EXERCISE BRIEF> Carry on the reflection about the two-word recipe for holiness, picking up right after its last sentence.

PASSAGE FOR REVIEW>
There's a two-word recipe for holiness, but unfortunately, it's not as easy as it sounds.
“What does it take to be a saint?” The great St. Thomas answered the question with two words:
It sounds so simple. And it is God’s plan for each of us — no matter our station, our politics, our education, no matter our capacity to succeed in this world. We are made, each of us, to be saints.
We only must will it, and that means, willing what He wills.
But the will is a hard thing to bend. Ask any parent who has tried to put a child to bed.
My youngest son spent the last hour illustrating the point.
He’s crafty. He brought a book. Back up the stairs. He brought a drawing. Back up the stairs. He asked for water. Drank it, and back up the stairs. He signed “hug” to me and to his father, putting his arms out wide. Of course we gave in, but then, back up the stairs.
We’d been bribed, guilted and begged.
We had to set our wills (it’s bedtime no matter what) against his will (no matter what, it’s not bedtime).
Obedience did not come easy. It took several more trips up the stairs to make it happen.
And when the struggle finally ended, my husband and I felt … sad.
Sure we’d won the battle, but why did it have to be so hard? Despite being so young, our son knows the routine, and knows the why of the routine.
But he was struggling, in his own way, with the reality of what St. Paul describes in Romans 7:19:
“For I do not do the good I want, but I do the evil I do not want.”
His battle was a little thing, and yet not so little, because in not going to bed, he disobeyed his mother and father, rebuffed his siblings who tried to help, and ultimately, hurt his own capacity to get ready for school the next day and face all that the day would hold.
If he could harness this will he uses to refuse directions beneficial to him, I wonder what he could do!

PROVIDED INFORMATION>
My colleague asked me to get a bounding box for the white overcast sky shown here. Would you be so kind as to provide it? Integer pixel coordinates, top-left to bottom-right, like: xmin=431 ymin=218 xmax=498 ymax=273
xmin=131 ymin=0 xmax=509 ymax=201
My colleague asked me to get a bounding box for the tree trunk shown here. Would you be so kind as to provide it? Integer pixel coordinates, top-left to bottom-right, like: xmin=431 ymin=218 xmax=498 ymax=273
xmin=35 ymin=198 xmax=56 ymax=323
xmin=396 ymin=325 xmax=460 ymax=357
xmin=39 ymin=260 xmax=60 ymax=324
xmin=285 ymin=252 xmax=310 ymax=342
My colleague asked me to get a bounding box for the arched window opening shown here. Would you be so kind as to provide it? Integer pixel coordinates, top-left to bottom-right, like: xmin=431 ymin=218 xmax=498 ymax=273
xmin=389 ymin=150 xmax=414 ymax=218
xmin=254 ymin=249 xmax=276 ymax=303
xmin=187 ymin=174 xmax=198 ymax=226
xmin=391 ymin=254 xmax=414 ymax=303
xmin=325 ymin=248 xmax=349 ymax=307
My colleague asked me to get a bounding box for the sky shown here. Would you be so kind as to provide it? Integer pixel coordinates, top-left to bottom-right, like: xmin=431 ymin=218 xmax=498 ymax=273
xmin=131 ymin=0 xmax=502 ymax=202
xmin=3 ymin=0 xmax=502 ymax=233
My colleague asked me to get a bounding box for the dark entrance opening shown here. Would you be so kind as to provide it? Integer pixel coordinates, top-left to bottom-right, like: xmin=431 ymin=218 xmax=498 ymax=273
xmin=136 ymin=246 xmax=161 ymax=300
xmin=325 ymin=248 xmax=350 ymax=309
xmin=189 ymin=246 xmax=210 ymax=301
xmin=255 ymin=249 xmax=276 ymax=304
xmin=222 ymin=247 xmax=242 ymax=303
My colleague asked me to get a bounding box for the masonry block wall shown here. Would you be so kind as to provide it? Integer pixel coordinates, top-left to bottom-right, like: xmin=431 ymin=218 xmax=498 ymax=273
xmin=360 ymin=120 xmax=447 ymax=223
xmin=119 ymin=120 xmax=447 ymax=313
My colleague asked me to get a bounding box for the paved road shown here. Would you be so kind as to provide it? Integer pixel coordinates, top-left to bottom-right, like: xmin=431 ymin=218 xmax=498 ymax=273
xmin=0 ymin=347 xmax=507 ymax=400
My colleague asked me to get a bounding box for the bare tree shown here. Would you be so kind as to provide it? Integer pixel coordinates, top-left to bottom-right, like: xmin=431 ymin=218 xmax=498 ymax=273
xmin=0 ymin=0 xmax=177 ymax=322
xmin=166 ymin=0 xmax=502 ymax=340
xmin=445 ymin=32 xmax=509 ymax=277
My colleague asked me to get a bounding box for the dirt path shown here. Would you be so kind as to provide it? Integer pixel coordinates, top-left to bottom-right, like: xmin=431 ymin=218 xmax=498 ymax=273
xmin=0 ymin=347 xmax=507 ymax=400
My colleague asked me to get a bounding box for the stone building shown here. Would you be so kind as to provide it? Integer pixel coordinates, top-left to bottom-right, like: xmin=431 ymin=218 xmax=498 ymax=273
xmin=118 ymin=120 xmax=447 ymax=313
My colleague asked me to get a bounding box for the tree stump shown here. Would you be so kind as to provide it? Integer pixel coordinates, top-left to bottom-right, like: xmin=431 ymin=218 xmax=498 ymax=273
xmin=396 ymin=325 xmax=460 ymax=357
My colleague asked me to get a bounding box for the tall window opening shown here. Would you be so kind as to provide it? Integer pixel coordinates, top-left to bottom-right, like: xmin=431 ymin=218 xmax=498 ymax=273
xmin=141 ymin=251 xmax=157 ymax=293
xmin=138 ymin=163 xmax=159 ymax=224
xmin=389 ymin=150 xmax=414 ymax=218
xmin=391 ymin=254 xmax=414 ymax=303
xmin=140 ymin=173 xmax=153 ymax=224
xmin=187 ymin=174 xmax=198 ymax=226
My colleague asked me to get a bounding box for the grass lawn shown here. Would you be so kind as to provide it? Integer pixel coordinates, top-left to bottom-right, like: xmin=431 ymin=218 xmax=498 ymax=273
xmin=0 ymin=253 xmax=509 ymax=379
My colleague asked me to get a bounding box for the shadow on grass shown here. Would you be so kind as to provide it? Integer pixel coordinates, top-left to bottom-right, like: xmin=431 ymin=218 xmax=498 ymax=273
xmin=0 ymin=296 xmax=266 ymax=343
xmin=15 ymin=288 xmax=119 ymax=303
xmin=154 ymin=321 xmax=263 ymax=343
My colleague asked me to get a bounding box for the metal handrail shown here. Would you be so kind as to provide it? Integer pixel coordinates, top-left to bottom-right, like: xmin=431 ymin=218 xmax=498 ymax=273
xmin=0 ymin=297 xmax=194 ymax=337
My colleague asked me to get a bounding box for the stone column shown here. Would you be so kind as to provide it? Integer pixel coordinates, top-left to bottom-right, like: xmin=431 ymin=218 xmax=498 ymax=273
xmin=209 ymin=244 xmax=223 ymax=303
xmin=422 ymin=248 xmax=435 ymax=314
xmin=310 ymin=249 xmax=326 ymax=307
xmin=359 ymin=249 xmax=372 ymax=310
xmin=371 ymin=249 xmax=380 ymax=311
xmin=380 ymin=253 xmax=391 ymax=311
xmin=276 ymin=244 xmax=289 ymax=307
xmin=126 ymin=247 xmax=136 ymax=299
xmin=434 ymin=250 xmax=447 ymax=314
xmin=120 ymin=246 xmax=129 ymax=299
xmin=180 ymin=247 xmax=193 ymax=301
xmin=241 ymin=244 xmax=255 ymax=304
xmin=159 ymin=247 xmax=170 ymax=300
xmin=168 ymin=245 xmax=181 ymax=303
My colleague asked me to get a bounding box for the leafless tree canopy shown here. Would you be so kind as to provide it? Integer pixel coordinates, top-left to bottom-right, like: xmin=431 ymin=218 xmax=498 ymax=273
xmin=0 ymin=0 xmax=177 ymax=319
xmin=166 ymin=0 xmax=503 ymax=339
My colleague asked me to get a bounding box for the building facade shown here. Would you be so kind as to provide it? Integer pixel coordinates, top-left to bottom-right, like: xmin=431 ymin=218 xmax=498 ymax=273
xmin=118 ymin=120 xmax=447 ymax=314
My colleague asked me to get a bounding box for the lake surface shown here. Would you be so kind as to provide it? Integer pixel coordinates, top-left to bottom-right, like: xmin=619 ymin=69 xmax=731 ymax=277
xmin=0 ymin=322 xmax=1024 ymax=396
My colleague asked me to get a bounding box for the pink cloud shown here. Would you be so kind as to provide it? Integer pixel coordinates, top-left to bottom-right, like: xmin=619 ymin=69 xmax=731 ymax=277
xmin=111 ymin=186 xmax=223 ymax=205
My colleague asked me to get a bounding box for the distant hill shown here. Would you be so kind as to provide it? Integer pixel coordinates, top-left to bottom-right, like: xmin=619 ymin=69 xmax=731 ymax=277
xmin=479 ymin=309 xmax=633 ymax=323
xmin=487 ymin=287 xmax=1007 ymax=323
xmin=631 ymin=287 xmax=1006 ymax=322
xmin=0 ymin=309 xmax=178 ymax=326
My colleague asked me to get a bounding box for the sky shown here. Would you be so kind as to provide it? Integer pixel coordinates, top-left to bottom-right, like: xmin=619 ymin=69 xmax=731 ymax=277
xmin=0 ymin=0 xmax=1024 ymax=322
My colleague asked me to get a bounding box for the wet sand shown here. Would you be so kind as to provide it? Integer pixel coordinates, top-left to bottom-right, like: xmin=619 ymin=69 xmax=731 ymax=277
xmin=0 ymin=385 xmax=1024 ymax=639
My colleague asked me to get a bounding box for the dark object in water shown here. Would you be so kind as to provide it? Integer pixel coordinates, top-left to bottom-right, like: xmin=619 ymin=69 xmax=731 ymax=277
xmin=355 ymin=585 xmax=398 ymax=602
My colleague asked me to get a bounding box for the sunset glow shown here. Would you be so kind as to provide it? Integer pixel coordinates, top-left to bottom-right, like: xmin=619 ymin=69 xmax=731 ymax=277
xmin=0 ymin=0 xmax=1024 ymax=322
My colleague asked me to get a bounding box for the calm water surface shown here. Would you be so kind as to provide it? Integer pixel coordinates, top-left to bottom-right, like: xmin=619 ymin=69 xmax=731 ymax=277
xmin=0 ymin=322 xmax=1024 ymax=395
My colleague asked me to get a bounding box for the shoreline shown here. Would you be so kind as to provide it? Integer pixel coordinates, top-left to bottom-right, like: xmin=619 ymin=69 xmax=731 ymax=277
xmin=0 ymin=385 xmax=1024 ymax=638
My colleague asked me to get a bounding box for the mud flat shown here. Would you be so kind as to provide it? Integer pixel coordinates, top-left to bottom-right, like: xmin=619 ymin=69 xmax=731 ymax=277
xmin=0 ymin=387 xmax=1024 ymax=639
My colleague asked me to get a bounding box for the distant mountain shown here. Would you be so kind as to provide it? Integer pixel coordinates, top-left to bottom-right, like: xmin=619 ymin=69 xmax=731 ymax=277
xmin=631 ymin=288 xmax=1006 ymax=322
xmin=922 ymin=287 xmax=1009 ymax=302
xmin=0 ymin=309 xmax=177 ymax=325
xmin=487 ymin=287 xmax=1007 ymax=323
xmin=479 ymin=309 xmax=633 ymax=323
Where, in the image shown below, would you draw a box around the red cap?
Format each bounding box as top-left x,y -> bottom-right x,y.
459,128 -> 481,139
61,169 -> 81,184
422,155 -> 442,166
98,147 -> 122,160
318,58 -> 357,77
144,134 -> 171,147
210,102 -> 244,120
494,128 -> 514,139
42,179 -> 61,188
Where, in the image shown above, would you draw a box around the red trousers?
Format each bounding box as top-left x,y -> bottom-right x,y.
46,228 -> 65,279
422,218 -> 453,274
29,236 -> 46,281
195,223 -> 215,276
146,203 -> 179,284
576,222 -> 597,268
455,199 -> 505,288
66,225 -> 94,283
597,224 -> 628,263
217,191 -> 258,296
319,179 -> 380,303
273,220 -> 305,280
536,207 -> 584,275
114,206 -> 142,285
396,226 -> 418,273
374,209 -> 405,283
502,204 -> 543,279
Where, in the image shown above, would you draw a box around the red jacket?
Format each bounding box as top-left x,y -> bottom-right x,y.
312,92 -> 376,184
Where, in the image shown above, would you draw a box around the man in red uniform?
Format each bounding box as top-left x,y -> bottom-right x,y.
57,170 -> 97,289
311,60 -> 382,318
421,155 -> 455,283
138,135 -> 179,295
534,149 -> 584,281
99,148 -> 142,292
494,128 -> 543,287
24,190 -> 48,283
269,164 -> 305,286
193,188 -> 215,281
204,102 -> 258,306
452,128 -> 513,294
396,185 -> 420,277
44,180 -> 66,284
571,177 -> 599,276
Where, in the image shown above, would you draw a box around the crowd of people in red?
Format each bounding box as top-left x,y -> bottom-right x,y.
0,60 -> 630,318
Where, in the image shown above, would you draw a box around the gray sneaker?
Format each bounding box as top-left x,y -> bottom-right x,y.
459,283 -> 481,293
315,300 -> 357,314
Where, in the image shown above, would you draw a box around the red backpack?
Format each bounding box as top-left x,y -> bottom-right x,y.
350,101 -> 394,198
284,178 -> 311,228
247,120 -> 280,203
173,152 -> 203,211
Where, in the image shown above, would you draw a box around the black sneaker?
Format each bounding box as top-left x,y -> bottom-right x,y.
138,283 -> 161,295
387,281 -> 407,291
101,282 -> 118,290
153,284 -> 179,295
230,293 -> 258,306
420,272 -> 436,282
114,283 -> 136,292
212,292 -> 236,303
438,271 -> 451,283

RESPONSE TO THE TASK>
It was as I reflected about this that God tapped my heart.
“Are you that different from your son?”
I needed only to look at my own struggles with self-discipline, with my Lenten observances, to see that I’m also resisting what’s good for me … to see that when it comes to sanctity, I do not “will it,” even when I know holiness is how I’ll find happiness, here on earth … and for all eternity.
I have good and bad days. I suspect God tells me over and over again, through the angels and the saints, through the sacraments and the Mass readings, through conversations with people I encounter and every imaginative way He can think of short of a neon sign, to “will it,” to be obedient.
God must sorrow that I struggle so long to get to “thy will be done,” because I’ve clung so hard to what my will “needs” to take care of first, not trusting Him to know what is best.
I went up the stairs to tuck in my son. He’d finally surrendered to sleep.
As I kissed him goodnight, I realized that in fact, God has been sending a neon sign too: and he’s an 8-year-old boy resisting his bedtime.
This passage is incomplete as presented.